──────── Data for processing
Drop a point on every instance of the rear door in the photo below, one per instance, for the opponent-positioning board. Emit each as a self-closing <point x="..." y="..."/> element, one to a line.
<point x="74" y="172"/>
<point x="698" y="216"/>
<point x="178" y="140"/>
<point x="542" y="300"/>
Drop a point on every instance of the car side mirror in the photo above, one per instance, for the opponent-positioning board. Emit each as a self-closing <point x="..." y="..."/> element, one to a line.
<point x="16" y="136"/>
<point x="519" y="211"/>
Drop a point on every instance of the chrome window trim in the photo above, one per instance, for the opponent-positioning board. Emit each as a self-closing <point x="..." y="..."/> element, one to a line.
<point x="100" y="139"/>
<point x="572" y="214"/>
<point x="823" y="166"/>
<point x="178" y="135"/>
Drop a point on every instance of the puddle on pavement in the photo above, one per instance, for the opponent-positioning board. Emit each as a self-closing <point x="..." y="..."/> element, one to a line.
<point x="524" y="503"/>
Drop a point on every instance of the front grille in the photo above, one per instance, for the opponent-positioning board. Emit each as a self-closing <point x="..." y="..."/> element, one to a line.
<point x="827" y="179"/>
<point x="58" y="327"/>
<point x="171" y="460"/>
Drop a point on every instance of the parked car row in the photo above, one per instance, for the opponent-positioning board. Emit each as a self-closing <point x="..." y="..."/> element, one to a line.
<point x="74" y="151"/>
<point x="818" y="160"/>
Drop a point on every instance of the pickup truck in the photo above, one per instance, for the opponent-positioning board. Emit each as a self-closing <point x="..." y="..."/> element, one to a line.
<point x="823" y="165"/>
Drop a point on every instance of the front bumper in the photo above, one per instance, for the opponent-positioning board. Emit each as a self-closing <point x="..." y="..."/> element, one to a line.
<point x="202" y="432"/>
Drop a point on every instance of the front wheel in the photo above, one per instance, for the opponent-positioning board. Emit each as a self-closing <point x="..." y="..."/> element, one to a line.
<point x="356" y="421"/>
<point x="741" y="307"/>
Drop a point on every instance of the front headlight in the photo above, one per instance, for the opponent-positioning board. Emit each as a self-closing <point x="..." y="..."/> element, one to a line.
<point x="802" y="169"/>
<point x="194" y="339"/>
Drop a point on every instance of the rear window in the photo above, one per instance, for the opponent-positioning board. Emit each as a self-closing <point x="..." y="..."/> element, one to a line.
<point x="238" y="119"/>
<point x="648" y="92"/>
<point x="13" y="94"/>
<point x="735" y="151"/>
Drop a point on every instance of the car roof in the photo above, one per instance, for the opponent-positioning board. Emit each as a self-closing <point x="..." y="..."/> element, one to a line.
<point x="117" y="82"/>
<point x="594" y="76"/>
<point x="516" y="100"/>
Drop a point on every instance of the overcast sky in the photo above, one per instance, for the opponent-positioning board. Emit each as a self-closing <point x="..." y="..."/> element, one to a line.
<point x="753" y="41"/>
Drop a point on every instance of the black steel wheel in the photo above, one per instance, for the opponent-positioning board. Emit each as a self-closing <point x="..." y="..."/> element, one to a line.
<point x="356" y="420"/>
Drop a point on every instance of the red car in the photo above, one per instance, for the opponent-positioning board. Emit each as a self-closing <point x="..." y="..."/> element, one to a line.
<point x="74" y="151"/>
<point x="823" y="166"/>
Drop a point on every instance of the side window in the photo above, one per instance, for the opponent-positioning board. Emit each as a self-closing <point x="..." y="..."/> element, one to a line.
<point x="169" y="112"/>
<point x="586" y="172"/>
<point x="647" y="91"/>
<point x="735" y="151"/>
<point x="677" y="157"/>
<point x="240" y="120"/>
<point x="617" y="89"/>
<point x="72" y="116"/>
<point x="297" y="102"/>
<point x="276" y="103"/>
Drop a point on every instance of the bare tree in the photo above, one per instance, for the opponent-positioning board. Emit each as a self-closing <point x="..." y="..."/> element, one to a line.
────────────────
**Task to complete**.
Copy out the whole listing, exactly as written.

**Answer in full**.
Drop a point on every instance of the rear door in the photo below, one per instance, for the opponent-positioning board. Emit each as a self-closing <point x="..." y="..."/> element, one to a line.
<point x="74" y="172"/>
<point x="698" y="216"/>
<point x="178" y="140"/>
<point x="542" y="300"/>
Drop a point on every instance of the car side mirror in the photo above, one per instance, for the opponent-positioning board. Emit each as a self-closing <point x="..." y="..."/> element, one to a line.
<point x="16" y="136"/>
<point x="519" y="211"/>
Drop a point on every instance of the chrome window trim in the photo above, one per instance, for the opponent-positioning board. Emit each as a self-closing <point x="..." y="..."/> element, one to a line.
<point x="100" y="139"/>
<point x="572" y="214"/>
<point x="823" y="166"/>
<point x="178" y="135"/>
Drop a point on every instance of the puddle on pavement in the photo above, one per instance, for the opponent-positioning board. Emit each as a self-closing <point x="..." y="..."/> element, one to a line.
<point x="524" y="503"/>
Drop a point on every instance of the front grille in the photo above, one per instance, for the opponent-positioning board. Emit each as a self-closing <point x="..." y="..."/> element, one to a line.
<point x="827" y="179"/>
<point x="58" y="327"/>
<point x="171" y="460"/>
Drop a point on every instance of the parked car row in the photo above, one per instance, for the opponent-positioning board. Emit each as a self-closing <point x="..." y="..."/> element, one to a line.
<point x="74" y="151"/>
<point x="818" y="160"/>
Drop a point on every instance of the pickup truck in the photo above, one per instance, for the opponent-positioning board. Emit each as a self-closing <point x="..." y="..."/> element, one to a line.
<point x="823" y="165"/>
Drop a point on every instance of the front bumper in the photo above, one per instance, for the opponent-positioning board. Emit each as a self-closing <point x="..." y="..."/> element, one to a line.
<point x="202" y="432"/>
Drop a point on every instance of the front wheel in the photo above, one per instance, for the opponent-positioning board. Emit each as a self-closing <point x="..." y="..."/> element, one to a line.
<point x="356" y="421"/>
<point x="741" y="307"/>
Drop a point on every instance of the front headlight in the photo above, one per instance, for the opponent-positioning board. Emit each as a self-closing <point x="..." y="..."/> element, one to a line.
<point x="802" y="169"/>
<point x="194" y="339"/>
Drop a point on every instance of the rear window in the photo above, one per instance, for the opponent-positioning board. Emit each as a self-closing <point x="..." y="..."/> element, one to a line.
<point x="238" y="119"/>
<point x="648" y="92"/>
<point x="13" y="94"/>
<point x="735" y="151"/>
Drop a point on every instance of the car roof in the photo above, one per instance, for the opponent-positioning board. Emit each as a self-closing <point x="..." y="..."/> element, one to a line.
<point x="117" y="82"/>
<point x="594" y="76"/>
<point x="516" y="100"/>
Drop a point on every instance of the overcast sky in the photo above, one per instance, for the opponent-positioning board. Emit each as a self-closing <point x="..." y="..."/> element, one to a line.
<point x="753" y="41"/>
Drop a point on every instance of the black steel wheel in the photo above, one per instance, for the opponent-positioning board. Emit each as a self-closing <point x="..." y="..."/> element, one to a line.
<point x="356" y="420"/>
Drop a point on every instance of the red car in the photo above, one per instance, for the opponent-positioning board. Emit each as a self-closing <point x="..." y="..."/> element, one to a line.
<point x="74" y="151"/>
<point x="823" y="166"/>
Drop a point on every instance of the side window in the photo above, one per instance, for the opponent-positioning board. Emit each as a self-closing <point x="..." y="..."/> element, one to a line.
<point x="169" y="112"/>
<point x="586" y="172"/>
<point x="647" y="91"/>
<point x="735" y="151"/>
<point x="677" y="157"/>
<point x="240" y="120"/>
<point x="617" y="89"/>
<point x="72" y="116"/>
<point x="297" y="102"/>
<point x="276" y="103"/>
Drop a point on every instance of the bare tree in the photo above, one per instance, for the opponent-positioning board. Emit each as a self-closing <point x="..." y="..."/> element, one to a line.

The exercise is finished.